Short task -> Pull out every line of the data below that contains the string "speedboat". Capital and small letters must match exactly.

Stored items
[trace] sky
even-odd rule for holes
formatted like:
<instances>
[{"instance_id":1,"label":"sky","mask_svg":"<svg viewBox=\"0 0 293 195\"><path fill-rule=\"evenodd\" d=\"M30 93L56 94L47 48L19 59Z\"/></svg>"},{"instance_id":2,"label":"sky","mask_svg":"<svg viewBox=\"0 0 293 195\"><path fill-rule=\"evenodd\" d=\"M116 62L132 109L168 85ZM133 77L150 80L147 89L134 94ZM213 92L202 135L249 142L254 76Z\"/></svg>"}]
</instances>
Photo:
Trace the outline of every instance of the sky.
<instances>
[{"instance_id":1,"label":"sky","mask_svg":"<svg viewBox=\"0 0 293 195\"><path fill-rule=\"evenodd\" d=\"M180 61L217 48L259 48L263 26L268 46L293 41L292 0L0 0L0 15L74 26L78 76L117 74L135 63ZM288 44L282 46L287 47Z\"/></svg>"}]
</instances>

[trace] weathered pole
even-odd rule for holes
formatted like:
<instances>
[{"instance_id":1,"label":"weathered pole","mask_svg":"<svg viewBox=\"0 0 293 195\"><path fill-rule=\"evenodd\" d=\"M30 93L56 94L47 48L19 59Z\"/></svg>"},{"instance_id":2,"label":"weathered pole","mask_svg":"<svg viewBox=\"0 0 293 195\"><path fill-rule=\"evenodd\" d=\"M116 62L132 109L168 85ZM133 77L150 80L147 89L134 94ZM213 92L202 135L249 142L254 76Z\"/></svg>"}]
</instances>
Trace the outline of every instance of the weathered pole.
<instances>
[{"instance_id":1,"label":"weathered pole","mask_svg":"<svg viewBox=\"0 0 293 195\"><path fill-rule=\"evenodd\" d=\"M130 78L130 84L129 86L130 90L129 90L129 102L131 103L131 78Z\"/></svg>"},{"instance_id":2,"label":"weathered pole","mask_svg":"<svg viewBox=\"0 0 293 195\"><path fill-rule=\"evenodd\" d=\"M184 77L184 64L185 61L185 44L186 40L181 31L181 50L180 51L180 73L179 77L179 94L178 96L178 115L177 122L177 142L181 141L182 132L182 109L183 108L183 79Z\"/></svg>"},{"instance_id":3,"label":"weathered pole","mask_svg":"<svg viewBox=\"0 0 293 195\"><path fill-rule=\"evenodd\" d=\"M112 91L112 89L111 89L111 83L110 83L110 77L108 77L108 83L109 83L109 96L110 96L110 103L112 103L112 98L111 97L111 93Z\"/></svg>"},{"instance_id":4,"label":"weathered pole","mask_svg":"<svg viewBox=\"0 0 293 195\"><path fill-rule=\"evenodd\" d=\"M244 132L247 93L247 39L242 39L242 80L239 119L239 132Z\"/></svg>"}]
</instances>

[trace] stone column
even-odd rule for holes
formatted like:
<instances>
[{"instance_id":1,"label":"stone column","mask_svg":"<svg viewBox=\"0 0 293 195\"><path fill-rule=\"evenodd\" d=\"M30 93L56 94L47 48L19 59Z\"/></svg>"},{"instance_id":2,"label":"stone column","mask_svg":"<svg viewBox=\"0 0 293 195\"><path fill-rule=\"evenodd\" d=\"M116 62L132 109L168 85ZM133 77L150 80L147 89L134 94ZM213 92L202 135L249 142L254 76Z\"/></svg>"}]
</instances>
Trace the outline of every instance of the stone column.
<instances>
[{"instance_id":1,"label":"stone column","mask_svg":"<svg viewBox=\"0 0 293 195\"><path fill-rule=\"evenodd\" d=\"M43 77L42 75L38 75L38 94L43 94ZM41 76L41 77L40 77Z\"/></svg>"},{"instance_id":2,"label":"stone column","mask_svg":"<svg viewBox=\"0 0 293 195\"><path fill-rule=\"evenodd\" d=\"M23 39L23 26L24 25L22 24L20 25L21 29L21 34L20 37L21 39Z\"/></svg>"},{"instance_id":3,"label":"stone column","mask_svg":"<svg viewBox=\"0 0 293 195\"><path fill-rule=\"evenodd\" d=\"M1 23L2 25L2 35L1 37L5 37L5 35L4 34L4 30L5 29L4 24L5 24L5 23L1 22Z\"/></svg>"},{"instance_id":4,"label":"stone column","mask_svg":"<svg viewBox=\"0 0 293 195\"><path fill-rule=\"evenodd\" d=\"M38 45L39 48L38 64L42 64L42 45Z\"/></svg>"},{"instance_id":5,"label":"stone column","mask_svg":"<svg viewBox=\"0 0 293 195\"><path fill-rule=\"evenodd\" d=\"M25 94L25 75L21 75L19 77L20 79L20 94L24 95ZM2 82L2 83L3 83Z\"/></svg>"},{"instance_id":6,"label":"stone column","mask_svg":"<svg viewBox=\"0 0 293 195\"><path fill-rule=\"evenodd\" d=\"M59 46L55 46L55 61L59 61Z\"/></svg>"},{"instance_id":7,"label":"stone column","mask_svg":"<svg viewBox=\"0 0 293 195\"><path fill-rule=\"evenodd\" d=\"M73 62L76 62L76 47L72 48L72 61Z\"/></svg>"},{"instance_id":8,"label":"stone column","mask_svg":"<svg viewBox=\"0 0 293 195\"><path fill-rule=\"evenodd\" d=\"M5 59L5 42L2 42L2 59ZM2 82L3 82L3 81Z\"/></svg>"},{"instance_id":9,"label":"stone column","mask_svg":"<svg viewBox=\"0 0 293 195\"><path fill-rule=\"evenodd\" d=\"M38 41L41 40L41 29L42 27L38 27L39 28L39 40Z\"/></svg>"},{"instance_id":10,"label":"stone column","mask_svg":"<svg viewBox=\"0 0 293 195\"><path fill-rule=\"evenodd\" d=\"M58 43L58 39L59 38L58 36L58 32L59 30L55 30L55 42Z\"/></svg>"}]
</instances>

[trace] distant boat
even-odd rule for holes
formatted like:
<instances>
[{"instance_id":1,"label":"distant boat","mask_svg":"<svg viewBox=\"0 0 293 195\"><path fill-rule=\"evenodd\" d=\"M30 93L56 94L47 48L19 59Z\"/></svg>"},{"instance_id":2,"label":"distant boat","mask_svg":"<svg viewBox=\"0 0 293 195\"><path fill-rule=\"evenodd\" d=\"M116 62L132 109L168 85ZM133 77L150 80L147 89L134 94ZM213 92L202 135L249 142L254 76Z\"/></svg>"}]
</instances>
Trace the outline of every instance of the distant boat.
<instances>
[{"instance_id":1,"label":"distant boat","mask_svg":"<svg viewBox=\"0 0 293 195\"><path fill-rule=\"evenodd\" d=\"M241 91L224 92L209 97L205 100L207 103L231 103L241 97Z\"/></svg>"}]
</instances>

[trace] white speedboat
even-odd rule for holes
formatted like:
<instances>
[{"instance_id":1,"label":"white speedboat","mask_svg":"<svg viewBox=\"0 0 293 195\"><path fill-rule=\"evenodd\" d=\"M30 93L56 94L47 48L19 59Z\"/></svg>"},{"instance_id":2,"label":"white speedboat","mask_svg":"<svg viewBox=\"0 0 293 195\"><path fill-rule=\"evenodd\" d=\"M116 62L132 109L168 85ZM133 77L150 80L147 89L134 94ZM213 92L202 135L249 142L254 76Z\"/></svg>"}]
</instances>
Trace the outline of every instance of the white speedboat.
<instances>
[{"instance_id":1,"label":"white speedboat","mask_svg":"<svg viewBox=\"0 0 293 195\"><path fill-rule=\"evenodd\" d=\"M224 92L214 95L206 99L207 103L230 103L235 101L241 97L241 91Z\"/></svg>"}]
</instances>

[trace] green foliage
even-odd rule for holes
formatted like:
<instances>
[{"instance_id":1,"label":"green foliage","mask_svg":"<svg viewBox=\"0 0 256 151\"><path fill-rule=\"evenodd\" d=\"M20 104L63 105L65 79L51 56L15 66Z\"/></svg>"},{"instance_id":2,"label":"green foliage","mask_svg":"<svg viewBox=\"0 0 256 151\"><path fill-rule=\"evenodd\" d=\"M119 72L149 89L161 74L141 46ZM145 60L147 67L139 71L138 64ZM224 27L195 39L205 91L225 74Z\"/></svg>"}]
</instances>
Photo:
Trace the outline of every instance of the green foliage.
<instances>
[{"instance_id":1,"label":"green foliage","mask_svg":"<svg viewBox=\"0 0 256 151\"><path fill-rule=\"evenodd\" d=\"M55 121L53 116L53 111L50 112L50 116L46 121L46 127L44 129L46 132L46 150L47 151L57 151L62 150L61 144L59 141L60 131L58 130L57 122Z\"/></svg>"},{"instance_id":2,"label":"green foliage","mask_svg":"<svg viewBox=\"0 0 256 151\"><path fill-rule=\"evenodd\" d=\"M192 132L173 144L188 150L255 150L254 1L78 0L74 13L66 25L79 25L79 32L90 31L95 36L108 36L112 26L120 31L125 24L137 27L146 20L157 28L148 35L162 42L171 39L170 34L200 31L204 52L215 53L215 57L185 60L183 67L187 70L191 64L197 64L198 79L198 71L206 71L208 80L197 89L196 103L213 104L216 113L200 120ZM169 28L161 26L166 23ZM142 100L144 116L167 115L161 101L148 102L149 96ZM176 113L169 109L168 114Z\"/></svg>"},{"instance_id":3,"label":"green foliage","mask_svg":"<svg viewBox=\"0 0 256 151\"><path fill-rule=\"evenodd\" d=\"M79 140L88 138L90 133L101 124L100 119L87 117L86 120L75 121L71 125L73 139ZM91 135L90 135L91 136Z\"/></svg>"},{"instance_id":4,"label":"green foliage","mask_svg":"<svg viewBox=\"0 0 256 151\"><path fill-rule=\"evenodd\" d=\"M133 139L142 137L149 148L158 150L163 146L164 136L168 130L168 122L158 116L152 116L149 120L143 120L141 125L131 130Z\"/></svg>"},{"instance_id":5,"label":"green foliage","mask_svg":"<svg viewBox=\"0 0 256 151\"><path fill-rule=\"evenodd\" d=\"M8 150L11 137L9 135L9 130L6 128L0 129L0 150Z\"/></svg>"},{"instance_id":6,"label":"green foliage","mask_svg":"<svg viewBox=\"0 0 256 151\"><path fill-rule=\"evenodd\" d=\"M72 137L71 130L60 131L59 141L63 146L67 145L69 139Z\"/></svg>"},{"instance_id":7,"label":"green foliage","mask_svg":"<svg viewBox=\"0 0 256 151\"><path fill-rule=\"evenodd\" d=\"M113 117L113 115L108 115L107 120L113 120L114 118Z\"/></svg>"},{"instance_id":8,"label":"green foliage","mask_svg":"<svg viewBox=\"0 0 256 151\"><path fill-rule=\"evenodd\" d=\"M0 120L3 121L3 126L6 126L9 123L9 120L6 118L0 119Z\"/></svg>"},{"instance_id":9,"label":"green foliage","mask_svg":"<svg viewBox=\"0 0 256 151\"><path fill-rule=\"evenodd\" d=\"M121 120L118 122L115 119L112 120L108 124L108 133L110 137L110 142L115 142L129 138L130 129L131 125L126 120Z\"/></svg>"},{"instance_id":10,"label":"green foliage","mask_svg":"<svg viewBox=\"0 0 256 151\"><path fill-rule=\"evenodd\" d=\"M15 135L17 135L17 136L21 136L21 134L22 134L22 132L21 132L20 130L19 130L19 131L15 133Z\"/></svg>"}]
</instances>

Correct response ->
[trace] white speedboat
[{"instance_id":1,"label":"white speedboat","mask_svg":"<svg viewBox=\"0 0 293 195\"><path fill-rule=\"evenodd\" d=\"M30 93L56 94L47 48L19 59Z\"/></svg>"},{"instance_id":2,"label":"white speedboat","mask_svg":"<svg viewBox=\"0 0 293 195\"><path fill-rule=\"evenodd\" d=\"M116 62L132 109L168 85ZM133 77L150 80L147 89L134 94ZM213 92L202 135L249 142L254 76Z\"/></svg>"}]
Trace the outline of every instance of the white speedboat.
[{"instance_id":1,"label":"white speedboat","mask_svg":"<svg viewBox=\"0 0 293 195\"><path fill-rule=\"evenodd\" d=\"M224 92L214 95L206 99L207 103L230 103L235 101L241 97L241 91Z\"/></svg>"}]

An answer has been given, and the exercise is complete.